- **Directions**:
Skip the images and repeat every entry word for word.

- **Records to use**:
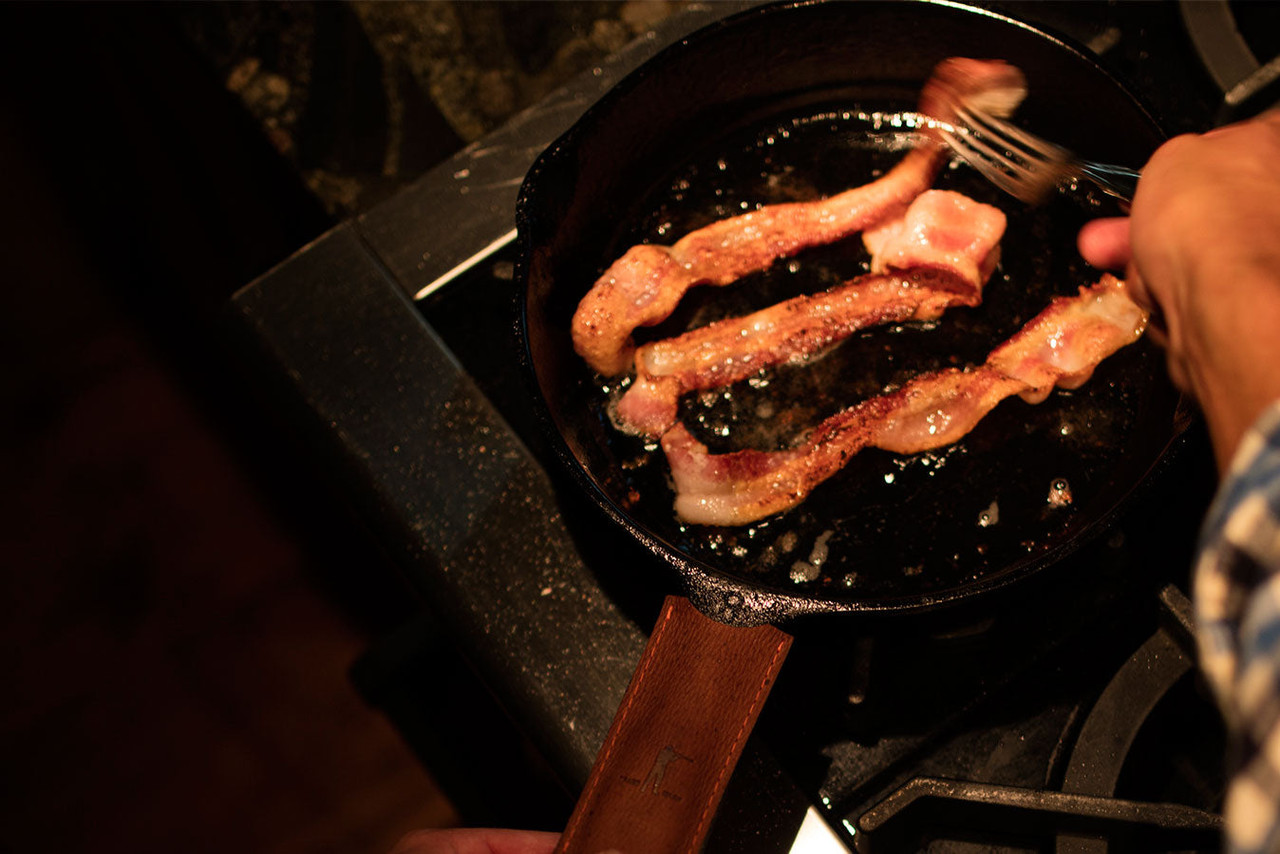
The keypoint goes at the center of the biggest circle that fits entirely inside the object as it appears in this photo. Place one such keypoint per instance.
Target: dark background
(182, 598)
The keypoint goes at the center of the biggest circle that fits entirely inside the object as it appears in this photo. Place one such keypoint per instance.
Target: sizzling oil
(886, 525)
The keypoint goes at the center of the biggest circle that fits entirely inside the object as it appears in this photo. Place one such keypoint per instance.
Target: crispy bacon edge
(949, 245)
(644, 286)
(1059, 347)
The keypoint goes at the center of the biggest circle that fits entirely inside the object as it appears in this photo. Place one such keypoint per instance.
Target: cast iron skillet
(782, 103)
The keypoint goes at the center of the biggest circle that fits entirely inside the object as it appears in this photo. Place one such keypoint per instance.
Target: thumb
(1105, 242)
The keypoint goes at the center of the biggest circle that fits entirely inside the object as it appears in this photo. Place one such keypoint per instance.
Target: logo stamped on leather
(652, 784)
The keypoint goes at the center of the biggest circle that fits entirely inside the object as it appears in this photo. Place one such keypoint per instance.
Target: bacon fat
(1060, 346)
(644, 286)
(937, 255)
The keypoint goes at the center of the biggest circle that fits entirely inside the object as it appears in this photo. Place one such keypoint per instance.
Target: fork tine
(1011, 132)
(1018, 165)
(1004, 176)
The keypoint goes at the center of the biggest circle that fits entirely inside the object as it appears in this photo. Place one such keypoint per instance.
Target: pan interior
(1025, 480)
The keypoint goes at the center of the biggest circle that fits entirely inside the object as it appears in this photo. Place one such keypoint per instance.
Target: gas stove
(1069, 720)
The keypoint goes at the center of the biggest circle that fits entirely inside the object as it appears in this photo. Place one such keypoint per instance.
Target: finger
(1137, 290)
(1105, 242)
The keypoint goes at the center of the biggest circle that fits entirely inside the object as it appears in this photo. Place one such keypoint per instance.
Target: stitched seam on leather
(762, 690)
(609, 741)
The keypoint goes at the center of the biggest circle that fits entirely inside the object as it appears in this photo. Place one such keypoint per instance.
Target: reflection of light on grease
(809, 570)
(1059, 493)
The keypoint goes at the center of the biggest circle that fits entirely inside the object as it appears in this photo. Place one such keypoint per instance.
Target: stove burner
(1086, 817)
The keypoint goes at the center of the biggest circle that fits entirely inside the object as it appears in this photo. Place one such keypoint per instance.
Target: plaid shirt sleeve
(1237, 596)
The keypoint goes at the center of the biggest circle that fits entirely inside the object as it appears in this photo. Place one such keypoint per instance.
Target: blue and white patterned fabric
(1237, 596)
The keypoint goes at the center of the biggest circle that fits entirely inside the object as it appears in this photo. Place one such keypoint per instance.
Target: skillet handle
(676, 736)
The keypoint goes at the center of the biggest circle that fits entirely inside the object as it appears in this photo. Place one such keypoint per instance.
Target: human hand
(478, 841)
(1202, 249)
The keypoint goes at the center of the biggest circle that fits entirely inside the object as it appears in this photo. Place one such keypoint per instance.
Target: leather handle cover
(676, 736)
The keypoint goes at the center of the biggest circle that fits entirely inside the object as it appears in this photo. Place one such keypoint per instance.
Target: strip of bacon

- **Answer area**:
The keypoint goes at the center of the biggest circle that fits entirely inside the object as it appears in this photo. Place one such keypoint per instance.
Target: dark background
(182, 598)
The keypoint goes at the center of the biggest circle that fits entirely inside the object as it appears in this photo. Place one such keypoint per instance.
Target: sizzling oil
(886, 525)
The keypoint goes at the center of the biggest circle that fits entirely inside the object as it appears in this photo. Place one such keypoint per instance.
Target: crispy bacon edge
(949, 245)
(644, 286)
(1059, 347)
The keypoint goes at the center of the biggest circle that fits entirely inside the object as it appears in this photo. Place one such keypoint per instance.
Target: cast iron skillet
(782, 103)
The keypoint goes at the center of the biggest circle that fits entirely inside the object as it appears in this photo. Place one such keypoint per instance.
Target: thumb
(1105, 242)
The keypoint goes at the center of the biggest circle that fits entirely inside the object as it appears in this photo. Place one such keypoint per instance.
Target: logo stamped on leather
(652, 784)
The keypoint goes at the center of the biggest circle that fits entirely inside the object as it appears in this photo. Place one such keypoint per instance.
Target: bacon fat
(1060, 346)
(644, 286)
(937, 255)
The keypoint goes at the center of the biggest circle that fits entirely inside the object as it appears in this photo. Place one such keypoint per instance.
Target: fork tine
(1011, 132)
(1018, 165)
(1004, 176)
The keypoint goes at the center of the biggest circle that fits entirely inside the object as it appears in this photo. Place one such keypoint per instance.
Target: pan interior
(1025, 480)
The keypoint goes at the center of the biggest circle that fits entirely inside the object as it appears in this photo. Place one such keypoint per instance.
Target: gas stove
(1069, 720)
The keypoint goes at the center of the biggest circle that fits entirely inside the object as it appears in this photo. Place one such keypoint per instance.
Target: finger
(1137, 290)
(1105, 242)
The keypoint goes at the center of the biggest circle that fits entirely inside the object as it appears in this photo. Place one such keypoint per instance.
Target: stitched seam on leather
(762, 690)
(609, 741)
The keypoint goes at the center of the biggest circle that fits entirely inside the object as it appears in this photo. Place one such keypoint per instance.
Target: reflection of light on grease
(809, 570)
(1059, 493)
The keypoint goes at the center of the biggest circle that fits entirely inside the object as it appears in this photo. Place one such keypoint per instance.
Target: stove burner
(1086, 817)
The keypoint goes at the center of the biggest circle that fits entirely inside the object as it appears in this photo. Place one such keypoint per instance.
Target: plaid shirt sleeve
(1237, 596)
The keypoint goes at the center of the biggest circle that fits entirely inside the object as it appears in this photo. Place one such keypoint per instance.
Target: blue and white patterned fabric
(1237, 596)
The keypoint goes at the center of the biggest circle that fits entirely inside the object as it appears in this photo. Place one such keypoint per instance.
Target: skillet handle
(676, 736)
The keypoint goes at the center of the biggest circle that fits entirely inside the object as it appears in this photo. Place one such keypoint per instance.
Target: human hand
(478, 841)
(1202, 249)
The keypoint goes at the center of the biggest circle that fits entirely inside the object as it appears in this photo. Place one such keypoint per instance.
Target: leather handle cover
(676, 736)
The keypoint goes at the center of the biggest circle that fits entirely inside the object as it appears in this photo. Place one such keypoint per instance.
Target: strip of bacon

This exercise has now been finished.